##### Data provided #####

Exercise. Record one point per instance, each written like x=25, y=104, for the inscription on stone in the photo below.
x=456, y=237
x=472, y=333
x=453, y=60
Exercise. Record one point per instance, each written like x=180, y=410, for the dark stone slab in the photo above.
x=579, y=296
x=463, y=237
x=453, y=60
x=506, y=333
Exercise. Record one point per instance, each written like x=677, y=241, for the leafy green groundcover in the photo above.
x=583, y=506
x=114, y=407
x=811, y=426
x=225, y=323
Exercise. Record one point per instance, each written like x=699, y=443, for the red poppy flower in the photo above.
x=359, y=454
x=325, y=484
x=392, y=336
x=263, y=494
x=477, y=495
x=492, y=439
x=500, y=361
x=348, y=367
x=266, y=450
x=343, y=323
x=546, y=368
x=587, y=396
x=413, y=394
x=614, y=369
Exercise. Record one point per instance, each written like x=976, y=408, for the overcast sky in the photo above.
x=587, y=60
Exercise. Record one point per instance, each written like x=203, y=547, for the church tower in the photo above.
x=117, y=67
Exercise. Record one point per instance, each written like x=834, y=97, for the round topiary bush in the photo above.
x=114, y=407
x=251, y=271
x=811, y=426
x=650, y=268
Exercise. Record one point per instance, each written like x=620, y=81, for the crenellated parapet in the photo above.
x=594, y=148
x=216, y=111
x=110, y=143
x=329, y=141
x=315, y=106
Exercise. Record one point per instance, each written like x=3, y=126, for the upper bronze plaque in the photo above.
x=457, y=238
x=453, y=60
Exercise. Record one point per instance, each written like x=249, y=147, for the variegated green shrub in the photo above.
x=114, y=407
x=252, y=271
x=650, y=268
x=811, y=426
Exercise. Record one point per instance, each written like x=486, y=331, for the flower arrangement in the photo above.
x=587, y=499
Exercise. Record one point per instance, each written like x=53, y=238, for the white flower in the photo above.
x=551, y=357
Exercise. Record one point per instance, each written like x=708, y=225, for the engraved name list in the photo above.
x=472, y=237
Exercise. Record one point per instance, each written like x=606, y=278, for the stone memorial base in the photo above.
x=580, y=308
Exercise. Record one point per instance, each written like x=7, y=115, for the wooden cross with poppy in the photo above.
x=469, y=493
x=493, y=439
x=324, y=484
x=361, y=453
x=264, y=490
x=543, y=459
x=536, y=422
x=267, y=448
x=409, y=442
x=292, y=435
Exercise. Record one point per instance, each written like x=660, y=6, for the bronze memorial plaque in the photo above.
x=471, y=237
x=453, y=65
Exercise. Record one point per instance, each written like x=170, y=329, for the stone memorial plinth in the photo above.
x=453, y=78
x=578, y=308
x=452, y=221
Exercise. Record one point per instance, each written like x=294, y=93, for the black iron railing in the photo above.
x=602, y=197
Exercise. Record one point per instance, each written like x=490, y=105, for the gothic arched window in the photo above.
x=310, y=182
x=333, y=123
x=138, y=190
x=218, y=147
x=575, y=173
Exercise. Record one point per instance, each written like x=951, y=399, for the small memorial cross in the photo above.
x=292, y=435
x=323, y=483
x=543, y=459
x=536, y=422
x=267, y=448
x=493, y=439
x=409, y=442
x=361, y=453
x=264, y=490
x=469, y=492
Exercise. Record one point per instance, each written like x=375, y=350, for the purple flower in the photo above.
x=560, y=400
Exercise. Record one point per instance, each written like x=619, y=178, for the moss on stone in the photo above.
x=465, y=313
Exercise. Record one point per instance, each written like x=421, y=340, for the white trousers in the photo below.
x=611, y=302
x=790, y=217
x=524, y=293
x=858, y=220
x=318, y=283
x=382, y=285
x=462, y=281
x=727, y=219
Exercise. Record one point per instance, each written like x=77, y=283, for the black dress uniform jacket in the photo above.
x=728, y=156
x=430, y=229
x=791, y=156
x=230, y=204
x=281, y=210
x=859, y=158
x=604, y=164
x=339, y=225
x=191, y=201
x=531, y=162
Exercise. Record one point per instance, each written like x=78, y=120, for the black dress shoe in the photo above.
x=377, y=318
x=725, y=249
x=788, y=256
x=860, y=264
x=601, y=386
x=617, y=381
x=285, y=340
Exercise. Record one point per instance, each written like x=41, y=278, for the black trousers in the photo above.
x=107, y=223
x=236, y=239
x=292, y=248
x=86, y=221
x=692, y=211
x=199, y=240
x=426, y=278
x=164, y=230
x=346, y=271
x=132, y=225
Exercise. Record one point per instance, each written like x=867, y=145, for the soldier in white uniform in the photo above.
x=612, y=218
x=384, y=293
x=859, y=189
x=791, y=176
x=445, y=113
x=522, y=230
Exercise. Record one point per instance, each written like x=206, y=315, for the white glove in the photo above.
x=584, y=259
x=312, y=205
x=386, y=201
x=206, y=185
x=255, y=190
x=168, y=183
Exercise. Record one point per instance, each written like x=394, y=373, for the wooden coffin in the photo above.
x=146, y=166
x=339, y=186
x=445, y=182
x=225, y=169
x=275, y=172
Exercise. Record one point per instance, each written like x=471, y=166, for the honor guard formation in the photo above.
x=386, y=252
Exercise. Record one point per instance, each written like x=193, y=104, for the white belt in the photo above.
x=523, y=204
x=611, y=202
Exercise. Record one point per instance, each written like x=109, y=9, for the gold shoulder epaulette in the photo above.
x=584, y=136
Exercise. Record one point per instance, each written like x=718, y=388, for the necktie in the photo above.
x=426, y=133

#####

Task details »
Repeat all of the records verbatim, leaving nothing out.

Response box »
Exercise. Record one point per instance, each written like x=25, y=104, for the inscription on stone in the photo below.
x=456, y=237
x=472, y=333
x=453, y=60
Exercise. Record one point per instance, each written like x=180, y=410, for the dark stone slab in the photo above.
x=579, y=296
x=463, y=237
x=453, y=60
x=506, y=333
Exercise. Record one point per instance, each written like x=677, y=241, for the leafy green groundcover in the photo above.
x=583, y=506
x=114, y=407
x=811, y=426
x=225, y=323
Exercise. Record one point per instance, each written like x=699, y=443, for the red poppy flower in the photo above.
x=359, y=454
x=325, y=484
x=392, y=336
x=263, y=494
x=477, y=495
x=492, y=439
x=500, y=361
x=348, y=367
x=266, y=450
x=343, y=323
x=546, y=368
x=587, y=396
x=413, y=394
x=614, y=369
Exercise. Record one point per instance, each written like x=976, y=408, for the overcast sky in the photo above.
x=587, y=60
Exercise. Record one point per instance, each written like x=203, y=547, for the church tower in the photo above.
x=117, y=67
Exercise. Record one point per instance, each written like x=834, y=97, for the round topiary bush in the photo above.
x=114, y=407
x=251, y=271
x=811, y=426
x=650, y=268
Exercise. Record one point per instance, each written like x=620, y=81, for the crenellated parapet in the photo above.
x=594, y=148
x=216, y=111
x=110, y=143
x=329, y=141
x=315, y=106
Exercise. Record one point per instance, each written like x=3, y=126, for the upper bronze plaque in the photo above.
x=457, y=238
x=453, y=60
Exercise. Record one point per instance, each written like x=249, y=147, for the variegated green shrub in the photo above.
x=114, y=407
x=252, y=271
x=650, y=268
x=811, y=426
Exercise. Record one point per instance, each written like x=486, y=331, for the flower arrangement in the photo above.
x=587, y=499
Exercise. Record one point per instance, each written like x=53, y=238, for the white flower in the photo above.
x=551, y=357
Exercise. Record one point per instance, each written like x=708, y=225, for the engraved name list in the photo above.
x=472, y=237
Exercise. Record one point per instance, each written like x=606, y=278, for the stone memorial base in the photo above.
x=580, y=308
Exercise. Record one point per instance, each written like x=7, y=115, for the wooden cross with poppy in the photo above.
x=469, y=493
x=493, y=439
x=324, y=484
x=361, y=453
x=264, y=490
x=543, y=459
x=536, y=422
x=267, y=448
x=409, y=442
x=292, y=435
Exercise. Record one point per instance, each written like x=660, y=6, for the bronze memorial plaque in the photo above.
x=471, y=237
x=453, y=65
Exercise. Record one point per instance, each written like x=170, y=329, for the stone memorial plinth in the photo above.
x=453, y=78
x=578, y=308
x=452, y=221
Exercise. Record one point per instance, each written like x=294, y=93, for the black iron railing in the photo above.
x=602, y=197
Exercise. Record one point per instance, each written like x=490, y=105, for the gothic arched window in the photo above.
x=310, y=182
x=333, y=123
x=138, y=190
x=218, y=147
x=575, y=173
Exercise. Record one point per instance, each written like x=951, y=399, for the small memorial cross in the photo above.
x=292, y=435
x=323, y=483
x=543, y=459
x=536, y=422
x=267, y=448
x=493, y=439
x=409, y=442
x=361, y=453
x=264, y=490
x=469, y=492
Exercise. Record one point per instance, each written like x=375, y=350, for the purple flower in the photo above.
x=560, y=400
Exercise. Record one point per instance, each written like x=619, y=178, for the moss on stone in the photo above.
x=465, y=313
Exercise. Record one point per instance, each written like x=421, y=340, for the white trousers in the photo below.
x=611, y=302
x=790, y=217
x=524, y=293
x=858, y=220
x=318, y=283
x=382, y=285
x=462, y=281
x=727, y=219
Exercise. Record one point per instance, each written like x=77, y=283, for the black dress uniform jacket in the photo above.
x=728, y=156
x=430, y=229
x=791, y=156
x=230, y=204
x=281, y=210
x=859, y=158
x=604, y=164
x=339, y=225
x=191, y=201
x=531, y=162
Exercise. Record one point per instance, each written like x=78, y=120, for the black dress shoe in the photo above.
x=377, y=318
x=725, y=249
x=788, y=256
x=860, y=264
x=601, y=386
x=617, y=381
x=285, y=340
Exercise. Record one point per instance, each written like x=41, y=278, for the black trousers in the photo above.
x=107, y=223
x=236, y=239
x=292, y=248
x=86, y=221
x=692, y=211
x=199, y=240
x=426, y=278
x=164, y=230
x=346, y=271
x=132, y=225
Exercise. Record one point per instance, each written like x=867, y=145, for the soldier in white uniform in the photo above.
x=612, y=218
x=384, y=293
x=859, y=189
x=791, y=176
x=445, y=113
x=522, y=230
Exercise. Record one point per instance, each written like x=206, y=315, for the white glove in the photo above.
x=584, y=259
x=312, y=205
x=386, y=201
x=206, y=185
x=255, y=190
x=168, y=183
Exercise. Record one point per instance, each written like x=394, y=373, for the wooden coffin in the photo above.
x=146, y=166
x=339, y=186
x=445, y=182
x=225, y=169
x=275, y=172
Exercise. Record one point per instance, each written like x=471, y=166, for the honor guard formation in the photo above.
x=386, y=252
Exercise. Record one point per instance, each written like x=193, y=104, for the white belt in the photo above.
x=523, y=204
x=611, y=202
Exercise. Record one point per instance, each written like x=109, y=9, for the gold shoulder epaulette in the photo above.
x=584, y=136
Exercise. Record one point per instance, each written like x=718, y=388, for the necktie in the photo above.
x=426, y=133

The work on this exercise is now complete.